Task prompt
Can you return, word for word, the part of the book review from "It is in the" up to and including "and as individuals."?

Quoted passage
Barrett offers an image that I found useful. He writes that the nature-niche gap problem is something like, “having one end of a bungee cord anchored to the ground and the other end tied to us. The nearer we are to the anchor spot, the more freely we can move; the farther away we are, the more tension we will feel.” (158) Coming out of a pandemic (please God), I have spent years avoiding direct human contact. That epidemiologically warranted decision has nonetheless carried me further from the evolutionarily crafted anchor point of 150 close personal contacts which has made it more difficult for me to move and thrive. For another example, my evolutionarily honed stress response, which was ideal for the threat of predation or a raid on the flock, is poorly designed for the stress I expose myself to by refreshing my news app four or five (or nine or ten) times a day. The more I can limit that sort of unresolvable, response-less stress in my life, the more I am free to focus on actual threats in my day-to-day existence. In these cases and more evolutionary psychology offers helpful suggestions of how we can reduce the tension on the bungee cord and move more freely. But it never offers direct suggestions.
Towards the end of the book, Barrett wisely highlights the limits of his approach. He writes, “Evolutionary psychology can give us insights into the specific features of human nature and how they may solve particular problems that face us, but it will not tell us how we should use that nature to address the nature-niche gap problem that hinders thriving. Evolutionary psychology also does not and cannot tell us what our purpose is and what we should do.” (p 132) To learn how we should live we need a normative system that will prescribe a purpose for life. We need theology.
It is in the final chapter of the text that Barrett does most of his integrating of psychology and theology. In example after example he illustrates how science and faith can inform one another and grant us a clearer view of the truth. (e.g. “Evolutionary psychology provides insight into human relational capacity, which in turn helps us understand the biblical mandate to love one another… God has commanded us to love all people, it seems unlikely that he has commanded us to love all people equally.”) He works through how bridging the nature-niche gap can help us thrive as a species, in communities, and as individuals.
Thriving with Stone Age Minds is a highly readable book, free from overly technical descriptions when discussing either science or theology. Barrett is both personal and funny and he touches upon more topics than these few pages can support. But, for me, this book offered a beautiful answer to the question, How does evolutionary theory help you to better worship Christ? The answer is, “Knowing our nature better by bringing together theological insights and those from relevant sciences, including evolutionary psychology, will give us new tools for effectively pursuing the telos to which God has called us.” (p 160) Understanding evolution can help me better live into my calling to bear the Image of God.
Thanks for this review. Ilia Delio says that evolution tells the love story between God and creation. This book seems to tell the same story, and it’s a good story.

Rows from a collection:

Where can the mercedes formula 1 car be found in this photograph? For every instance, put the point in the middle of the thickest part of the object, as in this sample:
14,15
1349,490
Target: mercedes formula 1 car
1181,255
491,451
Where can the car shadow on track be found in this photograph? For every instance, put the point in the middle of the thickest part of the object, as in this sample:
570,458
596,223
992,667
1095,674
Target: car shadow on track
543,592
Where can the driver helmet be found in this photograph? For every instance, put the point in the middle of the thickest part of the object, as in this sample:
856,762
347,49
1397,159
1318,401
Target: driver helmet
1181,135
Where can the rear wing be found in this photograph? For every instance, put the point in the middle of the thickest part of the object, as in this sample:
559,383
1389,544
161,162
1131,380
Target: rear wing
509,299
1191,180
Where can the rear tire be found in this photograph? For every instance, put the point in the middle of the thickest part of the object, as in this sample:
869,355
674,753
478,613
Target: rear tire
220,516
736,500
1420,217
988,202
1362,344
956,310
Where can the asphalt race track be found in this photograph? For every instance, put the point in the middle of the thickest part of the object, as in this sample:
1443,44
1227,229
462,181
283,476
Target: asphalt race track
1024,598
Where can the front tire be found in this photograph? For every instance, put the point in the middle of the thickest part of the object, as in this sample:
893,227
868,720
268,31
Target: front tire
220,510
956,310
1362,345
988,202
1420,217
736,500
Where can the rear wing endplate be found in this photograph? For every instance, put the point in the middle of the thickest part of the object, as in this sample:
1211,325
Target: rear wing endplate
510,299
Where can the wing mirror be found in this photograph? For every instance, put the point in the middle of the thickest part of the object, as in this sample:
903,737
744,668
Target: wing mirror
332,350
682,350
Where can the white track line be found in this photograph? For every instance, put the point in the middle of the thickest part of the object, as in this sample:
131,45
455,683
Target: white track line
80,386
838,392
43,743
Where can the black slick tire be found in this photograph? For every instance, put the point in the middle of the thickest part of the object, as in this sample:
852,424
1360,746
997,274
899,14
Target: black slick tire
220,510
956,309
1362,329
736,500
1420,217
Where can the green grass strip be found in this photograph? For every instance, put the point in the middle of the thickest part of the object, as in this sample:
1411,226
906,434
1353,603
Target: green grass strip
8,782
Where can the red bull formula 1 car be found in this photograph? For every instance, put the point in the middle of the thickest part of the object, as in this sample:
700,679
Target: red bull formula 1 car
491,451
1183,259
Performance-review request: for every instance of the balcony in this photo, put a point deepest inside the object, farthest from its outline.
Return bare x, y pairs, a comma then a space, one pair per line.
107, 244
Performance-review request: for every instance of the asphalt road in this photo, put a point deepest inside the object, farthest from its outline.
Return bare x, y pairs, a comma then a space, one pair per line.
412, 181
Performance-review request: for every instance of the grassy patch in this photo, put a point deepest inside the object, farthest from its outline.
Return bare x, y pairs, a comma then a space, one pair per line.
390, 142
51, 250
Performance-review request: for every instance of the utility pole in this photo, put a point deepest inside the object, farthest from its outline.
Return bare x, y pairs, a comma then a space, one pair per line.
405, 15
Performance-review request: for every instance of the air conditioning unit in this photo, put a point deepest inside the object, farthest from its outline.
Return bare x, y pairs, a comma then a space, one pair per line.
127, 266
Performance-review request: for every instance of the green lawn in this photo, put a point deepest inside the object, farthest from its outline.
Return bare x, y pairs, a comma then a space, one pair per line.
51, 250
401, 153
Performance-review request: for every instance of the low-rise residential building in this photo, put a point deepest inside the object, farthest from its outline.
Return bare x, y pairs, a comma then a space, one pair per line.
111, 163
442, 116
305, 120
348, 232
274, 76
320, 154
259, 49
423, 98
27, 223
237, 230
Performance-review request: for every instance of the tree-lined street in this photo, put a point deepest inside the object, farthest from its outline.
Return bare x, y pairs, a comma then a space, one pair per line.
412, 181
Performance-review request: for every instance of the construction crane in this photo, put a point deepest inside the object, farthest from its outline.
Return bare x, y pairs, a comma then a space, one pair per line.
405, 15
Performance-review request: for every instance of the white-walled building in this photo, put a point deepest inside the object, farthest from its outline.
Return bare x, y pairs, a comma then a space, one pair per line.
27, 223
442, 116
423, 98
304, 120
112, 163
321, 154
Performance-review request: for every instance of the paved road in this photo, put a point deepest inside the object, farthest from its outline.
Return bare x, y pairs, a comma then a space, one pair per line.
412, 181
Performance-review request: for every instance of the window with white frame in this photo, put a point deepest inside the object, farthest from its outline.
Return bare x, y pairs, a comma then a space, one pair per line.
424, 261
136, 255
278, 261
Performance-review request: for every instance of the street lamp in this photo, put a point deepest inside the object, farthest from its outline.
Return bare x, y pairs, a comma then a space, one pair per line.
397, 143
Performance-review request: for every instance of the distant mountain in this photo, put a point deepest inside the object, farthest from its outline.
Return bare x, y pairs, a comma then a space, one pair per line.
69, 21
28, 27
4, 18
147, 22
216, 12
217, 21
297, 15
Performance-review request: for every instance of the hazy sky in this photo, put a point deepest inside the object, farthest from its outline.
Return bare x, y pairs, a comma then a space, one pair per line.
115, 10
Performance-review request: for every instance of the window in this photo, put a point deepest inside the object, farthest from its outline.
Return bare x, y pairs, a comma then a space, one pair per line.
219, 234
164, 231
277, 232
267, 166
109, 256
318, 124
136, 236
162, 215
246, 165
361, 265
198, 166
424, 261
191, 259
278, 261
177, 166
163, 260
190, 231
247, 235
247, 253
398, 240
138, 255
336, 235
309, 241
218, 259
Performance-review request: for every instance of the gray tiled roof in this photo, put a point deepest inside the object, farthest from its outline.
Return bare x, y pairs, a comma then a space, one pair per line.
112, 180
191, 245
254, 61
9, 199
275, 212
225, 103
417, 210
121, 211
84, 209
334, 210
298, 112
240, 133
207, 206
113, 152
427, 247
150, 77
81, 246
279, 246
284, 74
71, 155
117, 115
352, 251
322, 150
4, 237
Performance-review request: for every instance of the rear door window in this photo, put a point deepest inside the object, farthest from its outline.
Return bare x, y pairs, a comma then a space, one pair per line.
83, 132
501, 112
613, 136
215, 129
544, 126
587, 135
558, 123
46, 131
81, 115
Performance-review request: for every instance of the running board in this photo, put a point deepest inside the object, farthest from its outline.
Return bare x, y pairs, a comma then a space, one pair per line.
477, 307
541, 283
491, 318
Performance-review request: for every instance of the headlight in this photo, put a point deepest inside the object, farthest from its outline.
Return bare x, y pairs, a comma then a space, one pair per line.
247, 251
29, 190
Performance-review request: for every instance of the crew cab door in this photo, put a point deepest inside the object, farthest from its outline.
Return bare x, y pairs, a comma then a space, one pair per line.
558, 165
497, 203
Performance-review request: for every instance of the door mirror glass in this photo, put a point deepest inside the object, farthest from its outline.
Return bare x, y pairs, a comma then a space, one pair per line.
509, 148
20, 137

Answer
It is in the final chapter of the text that Barrett does most of his integrating of psychology and theology. In example after example he illustrates how science and faith can inform one another and grant us a clearer view of the truth. (e.g. “Evolutionary psychology provides insight into human relational capacity, which in turn helps us understand the biblical mandate to love one another… God has commanded us to love all people, it seems unlikely that he has commanded us to love all people equally.”) He works through how bridging the nature-niche gap can help us thrive as a species, in communities, and as individuals.